Short problem:
Output each entry that follows exactly. Images stay out.
----- Input -----
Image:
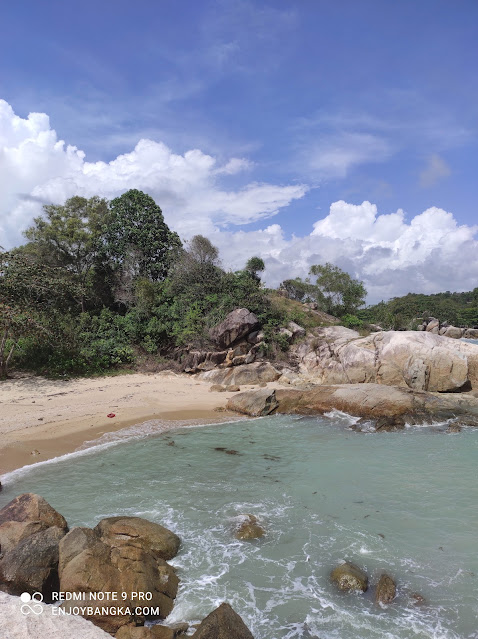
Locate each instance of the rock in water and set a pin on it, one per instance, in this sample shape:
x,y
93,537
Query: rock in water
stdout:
x,y
237,325
24,516
30,530
349,578
418,360
223,623
121,531
32,565
249,528
371,401
43,626
121,555
386,590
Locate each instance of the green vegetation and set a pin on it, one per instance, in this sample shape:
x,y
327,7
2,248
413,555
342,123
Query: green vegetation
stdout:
x,y
103,285
458,309
334,290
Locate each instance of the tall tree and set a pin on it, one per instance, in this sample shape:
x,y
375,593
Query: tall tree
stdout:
x,y
341,293
69,236
30,295
254,266
137,239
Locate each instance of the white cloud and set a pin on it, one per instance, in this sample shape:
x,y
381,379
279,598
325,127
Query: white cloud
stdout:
x,y
393,256
435,170
431,253
36,167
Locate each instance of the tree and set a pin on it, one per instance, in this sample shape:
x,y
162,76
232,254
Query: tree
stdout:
x,y
137,239
197,271
69,236
30,295
341,293
302,290
254,266
202,251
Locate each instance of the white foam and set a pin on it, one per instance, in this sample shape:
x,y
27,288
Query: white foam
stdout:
x,y
131,433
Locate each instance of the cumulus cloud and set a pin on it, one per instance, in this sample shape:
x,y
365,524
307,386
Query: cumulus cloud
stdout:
x,y
431,253
435,170
38,168
391,254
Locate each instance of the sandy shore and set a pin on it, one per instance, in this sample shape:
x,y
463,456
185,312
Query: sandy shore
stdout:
x,y
41,418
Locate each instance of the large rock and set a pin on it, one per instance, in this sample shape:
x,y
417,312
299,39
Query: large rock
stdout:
x,y
121,555
418,360
373,401
32,565
349,578
246,374
15,625
196,361
248,527
135,531
386,590
223,623
24,516
237,325
452,331
254,403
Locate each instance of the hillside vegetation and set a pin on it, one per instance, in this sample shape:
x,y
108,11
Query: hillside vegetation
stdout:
x,y
105,285
457,309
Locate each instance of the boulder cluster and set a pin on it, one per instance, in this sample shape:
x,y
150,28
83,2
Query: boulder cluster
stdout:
x,y
121,555
238,340
422,361
348,577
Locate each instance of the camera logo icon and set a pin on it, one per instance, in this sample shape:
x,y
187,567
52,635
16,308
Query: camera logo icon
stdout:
x,y
31,603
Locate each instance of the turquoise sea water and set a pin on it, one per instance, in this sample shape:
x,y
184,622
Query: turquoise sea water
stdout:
x,y
405,502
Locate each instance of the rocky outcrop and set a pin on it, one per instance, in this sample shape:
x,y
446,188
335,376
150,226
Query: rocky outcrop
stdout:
x,y
432,325
121,555
24,516
32,565
237,325
30,531
254,403
223,623
386,590
240,375
248,527
196,361
372,401
349,578
417,360
15,625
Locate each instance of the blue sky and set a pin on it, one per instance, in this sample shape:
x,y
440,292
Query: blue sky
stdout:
x,y
258,117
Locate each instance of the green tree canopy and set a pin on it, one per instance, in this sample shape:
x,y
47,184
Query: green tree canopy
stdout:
x,y
137,239
254,266
31,294
69,236
341,293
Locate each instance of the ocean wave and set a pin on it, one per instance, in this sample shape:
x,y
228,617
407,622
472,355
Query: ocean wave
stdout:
x,y
136,432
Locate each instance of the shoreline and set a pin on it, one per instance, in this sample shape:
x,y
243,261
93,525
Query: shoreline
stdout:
x,y
42,419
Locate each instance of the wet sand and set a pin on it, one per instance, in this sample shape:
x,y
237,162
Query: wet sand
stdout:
x,y
41,418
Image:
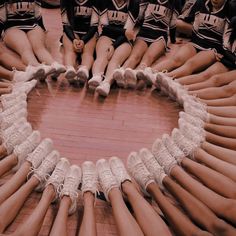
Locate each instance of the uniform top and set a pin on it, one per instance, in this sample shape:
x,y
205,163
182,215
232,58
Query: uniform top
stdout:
x,y
208,26
22,14
116,17
80,15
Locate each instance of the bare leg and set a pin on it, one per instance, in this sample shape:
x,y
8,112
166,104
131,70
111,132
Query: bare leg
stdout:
x,y
225,131
216,92
210,178
37,41
87,58
222,76
180,223
183,54
192,80
218,120
136,55
14,182
154,51
216,164
101,61
10,208
197,211
230,101
10,59
197,63
184,27
221,141
69,54
125,222
149,221
119,56
226,111
221,206
88,226
22,45
7,164
33,224
220,152
59,225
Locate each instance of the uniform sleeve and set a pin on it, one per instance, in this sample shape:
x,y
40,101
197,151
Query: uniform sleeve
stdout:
x,y
38,14
93,24
3,16
189,9
67,28
175,14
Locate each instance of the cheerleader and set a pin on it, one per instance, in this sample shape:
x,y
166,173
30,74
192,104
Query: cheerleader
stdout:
x,y
24,33
80,25
118,18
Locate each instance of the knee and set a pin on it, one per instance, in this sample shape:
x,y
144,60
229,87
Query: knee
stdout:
x,y
228,89
216,80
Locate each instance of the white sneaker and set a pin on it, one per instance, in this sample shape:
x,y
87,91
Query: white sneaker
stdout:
x,y
70,74
13,109
8,100
103,89
106,178
40,152
89,178
139,171
42,173
187,146
152,165
22,150
10,130
130,78
191,132
17,137
59,68
163,156
71,185
95,81
57,177
119,171
192,110
118,76
25,87
35,72
197,122
172,148
82,74
7,121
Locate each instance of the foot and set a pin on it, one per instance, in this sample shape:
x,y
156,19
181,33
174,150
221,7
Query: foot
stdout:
x,y
94,82
103,89
82,74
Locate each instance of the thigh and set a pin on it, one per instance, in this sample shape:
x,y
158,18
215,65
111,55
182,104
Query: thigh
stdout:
x,y
22,43
37,37
185,52
90,46
103,44
121,53
139,49
202,60
156,49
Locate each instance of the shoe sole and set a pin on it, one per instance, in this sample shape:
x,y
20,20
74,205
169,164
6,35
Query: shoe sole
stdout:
x,y
130,80
82,78
119,79
101,92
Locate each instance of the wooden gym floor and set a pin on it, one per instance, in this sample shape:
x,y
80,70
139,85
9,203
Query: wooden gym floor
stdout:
x,y
86,127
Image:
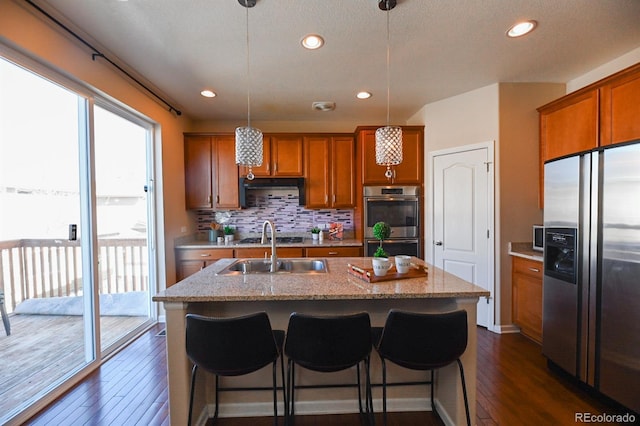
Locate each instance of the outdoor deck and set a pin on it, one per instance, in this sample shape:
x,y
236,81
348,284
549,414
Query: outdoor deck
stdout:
x,y
43,348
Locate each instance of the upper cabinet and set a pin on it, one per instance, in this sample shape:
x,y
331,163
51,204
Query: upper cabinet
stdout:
x,y
604,113
409,172
569,125
211,174
330,162
282,156
620,109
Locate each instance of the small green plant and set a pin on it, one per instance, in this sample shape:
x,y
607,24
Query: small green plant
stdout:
x,y
382,231
380,252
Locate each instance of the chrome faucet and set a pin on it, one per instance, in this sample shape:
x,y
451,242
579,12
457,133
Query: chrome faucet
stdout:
x,y
274,257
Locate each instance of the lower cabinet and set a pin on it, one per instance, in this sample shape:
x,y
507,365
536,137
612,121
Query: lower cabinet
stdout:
x,y
527,296
333,251
190,261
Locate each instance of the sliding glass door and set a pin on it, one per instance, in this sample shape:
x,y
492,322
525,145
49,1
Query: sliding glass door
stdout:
x,y
45,268
76,230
-----
Task result:
Image:
Locate each instance of the rock in water and set a pin on it, one per instance, in this sample shape:
x,y
93,537
Query: rock in water
stdout:
x,y
237,325
24,516
30,530
349,578
418,360
223,623
121,531
32,565
249,528
371,401
43,626
121,555
386,590
Locate each instance of the green vegetation and set a pin on it, one per instance, in this sample shape:
x,y
327,7
2,248
413,555
342,123
Query: green vegetation
stdout:
x,y
103,285
458,309
334,290
Locate each instance of the tall tree and set a pin on it, one per instance, in this sample shape:
x,y
375,593
Query: tall tree
stdout:
x,y
341,293
69,236
30,295
254,266
137,239
Locate each instance of the white cloud and set a pin on it, one per instance, in this sample shape:
x,y
381,379
279,598
325,127
Query: white cloud
stdout:
x,y
393,256
435,170
431,253
36,167
Locate each instance of the tree and set a pin on it, one per instance, in this sample shape:
x,y
162,76
232,254
Query: tree
stdout:
x,y
137,239
197,271
69,236
30,295
341,293
302,290
254,266
202,251
Locate each instance of the white foam and set a pin on it, one per instance, in this sample shape:
x,y
27,288
Query: white foam
stdout:
x,y
131,433
Locate each instance of the cumulus cloud and set a pin on it, one per instance, in this sample shape:
x,y
365,524
307,386
Query: cumulus cloud
stdout:
x,y
431,253
435,170
38,168
391,254
Locate each instance of the sandy shore and set a pin on it, one per instance, in this sample shape:
x,y
463,456
185,312
Query: sandy shore
stdout:
x,y
41,418
Locate each instance of the large rock and set a pin on it, one per instance, in this sample shape:
x,y
417,312
299,39
Query: large rock
stdout:
x,y
121,555
418,360
373,401
32,565
349,578
246,374
15,625
196,361
248,527
135,531
386,590
223,623
24,516
237,325
452,331
254,403
Locate each instance of the hillside vegetation and set a pin on it, one per instance, in this sample shape:
x,y
108,11
Query: hillside vegetation
stdout:
x,y
105,285
457,309
Locate each instance of the boulder cluster and set a pin on it, one per instance, in this sample shape:
x,y
150,28
83,2
Query: boulder cluster
stdout:
x,y
121,555
238,340
422,361
348,577
Locate each instance of the camera logo icon and set a pin on it, one per instance, in this sample shape:
x,y
187,567
52,635
16,308
Query: camera logo icon
stdout:
x,y
31,603
Locate each instance of the turquoise sea water and set a pin on it, one per instance, in this sample shape:
x,y
184,622
Query: turquoise sea water
stdout:
x,y
405,502
Locate each instance of the rocky outcrop and set a pin on it, one per instance, in this sample shape:
x,y
446,188
335,376
150,226
Query: rocky outcrop
stdout:
x,y
432,325
121,555
24,516
32,565
237,325
30,531
254,403
223,623
386,590
240,375
248,527
196,361
372,401
349,578
417,360
15,625
Locate each instance of the blue sky and set a pin on it, one per instance, in this sample shape:
x,y
440,292
Query: blue sky
stdout:
x,y
258,117
Locate each instance of the green tree canopy and set a pin on it, one per instance, in this sample shape:
x,y
47,184
Query: green tree canopy
stdout:
x,y
137,239
254,266
31,294
69,236
341,293
Locate each instance of the ocean wave and set a pin on it, one per instance, in this sample shape:
x,y
228,617
407,622
472,355
Query: ocean wave
stdout:
x,y
136,432
Locate each instance of the shoreline and set a pin on it, one per instance, in this sample shape:
x,y
243,261
93,525
Query: shoreline
stdout:
x,y
42,419
Locate each instance of the wet sand and set a pin on it, one per instance, in this sample shape:
x,y
237,162
Query: wet sand
stdout:
x,y
41,418
Image:
Locate each instance of the uniform top and set a pin on it, one per instance, in this sample shape:
x,y
205,163
182,215
232,58
Query: uniform top
stdout:
x,y
208,26
22,14
116,17
80,15
Locate each instance of the bare leg and set a pin on it, one per instance, in this sample shape:
x,y
8,112
166,104
131,70
111,132
Query: bare leg
stdout:
x,y
225,131
216,92
210,178
37,41
87,58
222,76
180,223
183,54
192,80
218,120
136,55
14,182
154,51
216,164
101,61
10,208
197,211
230,101
10,59
197,63
184,27
221,141
69,54
125,222
149,221
119,56
226,111
221,206
88,226
22,45
7,164
33,224
220,152
59,225
Locate each instance of the uniform sleeve and set a pin on it, one per instance, in this sample shape:
x,y
40,101
197,151
Query: uniform sleeve
stdout:
x,y
38,14
93,24
3,16
189,9
67,28
175,14
Locate each instance of the cheerleader and set a pin on it, one per instance, in this sample shape:
x,y
166,173
30,74
192,104
Query: cheerleader
stdout:
x,y
24,33
80,25
118,18
Locate each instance of the knee and set a pin on it, one per instance, in this sample shape:
x,y
144,60
229,87
Query: knee
stdout:
x,y
228,89
216,80
Locate each instance of the white sneaker and set a pin on it, one per instance, in this sample shape:
x,y
87,91
Query: white sneaker
stdout:
x,y
70,74
13,109
8,100
103,89
106,178
40,152
89,178
139,171
42,173
187,146
152,165
22,150
10,130
130,78
191,132
17,137
59,68
163,156
71,185
95,81
57,177
119,171
192,110
118,76
25,87
35,72
197,122
172,148
82,74
7,121
Locate each instance of the foot and set a pin on it, one per instance, in this sample shape:
x,y
156,19
181,33
174,150
221,7
Query: foot
stdout:
x,y
94,82
103,89
82,74
Locate each instance of the thigh and set a pin on it, one per instance, in this sample shape:
x,y
158,18
215,65
111,55
182,104
Query: thigh
stdout:
x,y
22,43
37,37
185,52
90,46
103,44
121,53
139,49
202,60
156,49
Locate each instance of the shoe sole and set a pin on it, one per instance, in this sample shape:
x,y
20,20
74,205
169,164
6,35
Query: shoe sole
stdout:
x,y
130,80
82,78
119,79
101,92
Locate each instance of the wooden gym floor and set a pin on it, one per instance, in this sample shape:
x,y
80,70
139,85
9,203
Query: wooden gym floor
stdout:
x,y
86,127
Image:
Locate each instance of the outdoor deck and set a pin on it, one per instance, in this sample shape:
x,y
236,81
348,284
549,414
Query: outdoor deck
stdout:
x,y
43,348
Locate each instance of the upper cabinet and set a pin on it, one per instance, in this sample shape:
x,y
331,163
51,204
Query: upper cabinet
stdout:
x,y
604,113
409,172
569,125
211,174
330,162
282,156
620,109
Locate each instance of the small green plant and set a pin on it, one per instance, in this sample shape:
x,y
607,24
Query: small green plant
stdout:
x,y
382,231
380,252
Locate each instance of the chrome faucet and set a pin on it, one per instance, in this sample shape:
x,y
451,242
579,12
457,133
Query: chrome faucet
stdout:
x,y
274,257
Locate each instance of the lower cabinet and set a pin on it, one per instance, in this sample shape:
x,y
507,365
536,137
612,121
Query: lower cabinet
stdout:
x,y
527,296
333,251
190,261
Locate each instance of the sliding glass door and set a pin on it, one per instance, in this sample shape:
x,y
492,322
525,145
49,1
Query: sliding glass door
stdout:
x,y
45,268
76,230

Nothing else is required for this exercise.